Problem to solve: According to the blog post below, why was the writer already hungry about an hour into the ride? Answer in one to three sentences.
Start of Text provided
This journey is just about halfway to its destination. So far:
We have raised $9175 for AFI. Thank you so very much. Amazing. We really have a chance to blow the goal out of the water. Please pass along to family and friends.
Cycling stats:
63,855 feet climbed
2001 miles
160 hours in the saddle
30 days
26 cycling days
7 States
5 dog chases (nothing too close)
4 flat tires
3 travel tubes of sunscreen
2 time zones
1 continental divide
0 jackalopes (but some really large rabbits)
Cycling 3800 miles from Astoria, OR to Bar Harbor ME. Raising Awareness and Money to support Alliance for Independence.
Friday, August 14, 2015
Thursday, August 13, 2015
Day 29. Dalbo, MI to St. Croix Falls, WI
The storm that came in through the night was pretty strong, as it downed some smaller limbs. I was again grateful for the bicycle bunkhouse.
So, I know Poptarts are nutritional nightmares. We don't buy them anymore because I loved eating them too much. Well... the bunkhouse had brown sugar cinnamon Poptarts....and a toaster....and milk.....and I could not resist. Mmmmm. As good as they were, they did me no good on the ride. About an hour in, I was already hungry because I basically had a sugar breakfast. Not smart. (But they did taste good).
I take a bit longer in the morning to relax in my accommodations, but as usual, I am eager to get on the road. I am also slightly concerned I may be put to work on the farm. It surprises me somewhat that after 4 weeks I still have an eagerness to start the day on the bike. I do enjoy it, especially the fresh early mornings.
The ride was uneventful for the most part. Quiet back roads and byways with smaller farms. Much of the ride went through undeveloped and over-grown land where more deer were spotted and polecats were present. In several of the farms and fields there are tall wooden structures about 15 or 20 feet in the air, mostly at the edge of the fields. I take these to be hunting stands and blinds. I can imagine that the local owners have a relative easy time with gathering venison in the fall as these blinds look out over the recently harvested corn fields. I am sure it is harder than I imagine, but it does look like prime country.
In the early morning on the country roads, I especially enjoy the "quiet" sounds. I have often mentioned my
enjoyment of the fowl of the air on this ride. In the mornings, they seem to be in fuller voice with their variety of chitters, tweets, tidadees, shrieks, and cheers. I wish I had the knowledge of how to identify the calls of the smaller birds. I'm slowly working on identifying them by sight. I am nearly clueless on the bird calls.
Crickets have been a constant daily background sound for the past week. It seems contradictory that the chirps of the crickets are internationally considered the sound of silence. As in, "Cue the crickets". When really they are often a discordance of sound and certainly not quiet. Their racket is really more the sound of solitude, not silence. I have a lot of that on this ride....solitude.
End of Text provided
Start of Rows
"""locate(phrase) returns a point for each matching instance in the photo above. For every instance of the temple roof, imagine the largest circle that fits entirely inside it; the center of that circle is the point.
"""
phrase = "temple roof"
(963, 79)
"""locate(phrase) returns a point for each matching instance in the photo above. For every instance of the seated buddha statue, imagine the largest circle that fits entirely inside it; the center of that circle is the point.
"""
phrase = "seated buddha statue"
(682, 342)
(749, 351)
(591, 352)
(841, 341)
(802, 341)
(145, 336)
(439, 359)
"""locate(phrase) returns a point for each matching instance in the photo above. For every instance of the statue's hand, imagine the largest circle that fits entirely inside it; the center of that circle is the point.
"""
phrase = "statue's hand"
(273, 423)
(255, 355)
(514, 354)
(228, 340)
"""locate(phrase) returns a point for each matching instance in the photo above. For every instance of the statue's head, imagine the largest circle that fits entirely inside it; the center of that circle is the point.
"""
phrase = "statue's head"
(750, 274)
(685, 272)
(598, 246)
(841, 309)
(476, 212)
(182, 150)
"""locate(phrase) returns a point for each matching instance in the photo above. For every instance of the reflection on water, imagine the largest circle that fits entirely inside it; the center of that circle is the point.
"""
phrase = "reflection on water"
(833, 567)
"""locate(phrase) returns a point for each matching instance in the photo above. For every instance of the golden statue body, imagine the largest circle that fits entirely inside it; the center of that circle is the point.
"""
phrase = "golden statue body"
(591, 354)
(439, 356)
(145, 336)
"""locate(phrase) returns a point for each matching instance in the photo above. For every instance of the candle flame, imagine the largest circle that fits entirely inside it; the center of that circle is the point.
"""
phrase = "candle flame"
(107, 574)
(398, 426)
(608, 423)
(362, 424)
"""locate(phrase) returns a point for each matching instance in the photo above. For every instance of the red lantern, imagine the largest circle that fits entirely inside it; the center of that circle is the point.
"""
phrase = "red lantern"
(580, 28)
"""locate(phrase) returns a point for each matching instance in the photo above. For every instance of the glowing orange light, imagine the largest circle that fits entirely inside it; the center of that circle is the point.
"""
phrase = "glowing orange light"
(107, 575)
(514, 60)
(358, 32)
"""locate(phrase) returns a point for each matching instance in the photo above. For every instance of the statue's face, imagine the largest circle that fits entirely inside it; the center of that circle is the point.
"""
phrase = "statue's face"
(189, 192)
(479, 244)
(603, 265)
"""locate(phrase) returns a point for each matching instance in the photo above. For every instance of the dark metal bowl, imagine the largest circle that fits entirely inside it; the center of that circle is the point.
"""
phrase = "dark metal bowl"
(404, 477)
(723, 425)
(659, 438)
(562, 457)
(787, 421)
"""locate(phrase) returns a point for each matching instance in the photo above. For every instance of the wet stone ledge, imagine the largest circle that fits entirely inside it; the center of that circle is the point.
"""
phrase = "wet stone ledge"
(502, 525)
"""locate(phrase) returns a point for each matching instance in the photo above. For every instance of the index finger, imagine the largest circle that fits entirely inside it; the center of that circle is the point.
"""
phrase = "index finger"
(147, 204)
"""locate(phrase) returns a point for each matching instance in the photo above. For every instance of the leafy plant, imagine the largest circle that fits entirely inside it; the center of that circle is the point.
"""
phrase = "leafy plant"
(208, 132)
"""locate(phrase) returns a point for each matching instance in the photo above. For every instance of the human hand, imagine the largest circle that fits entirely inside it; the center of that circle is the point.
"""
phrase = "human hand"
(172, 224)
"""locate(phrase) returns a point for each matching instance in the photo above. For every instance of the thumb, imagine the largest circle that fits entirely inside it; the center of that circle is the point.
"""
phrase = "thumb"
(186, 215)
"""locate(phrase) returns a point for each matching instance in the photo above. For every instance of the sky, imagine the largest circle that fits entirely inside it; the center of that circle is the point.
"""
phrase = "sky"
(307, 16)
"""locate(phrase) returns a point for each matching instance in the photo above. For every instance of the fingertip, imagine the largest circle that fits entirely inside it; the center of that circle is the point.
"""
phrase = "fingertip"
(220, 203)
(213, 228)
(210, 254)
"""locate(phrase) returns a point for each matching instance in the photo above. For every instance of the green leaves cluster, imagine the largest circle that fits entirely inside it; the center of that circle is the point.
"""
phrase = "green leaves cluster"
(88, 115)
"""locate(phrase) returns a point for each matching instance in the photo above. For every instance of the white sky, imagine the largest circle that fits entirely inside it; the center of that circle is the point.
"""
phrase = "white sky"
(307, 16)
End of Rows
Response below: The writer had eaten brown sugar cinnamon Poptarts at the bunkhouse, which amounted to basically a sugar breakfast. That breakfast did the writer no good on the ride, so hunger set in after about an hour.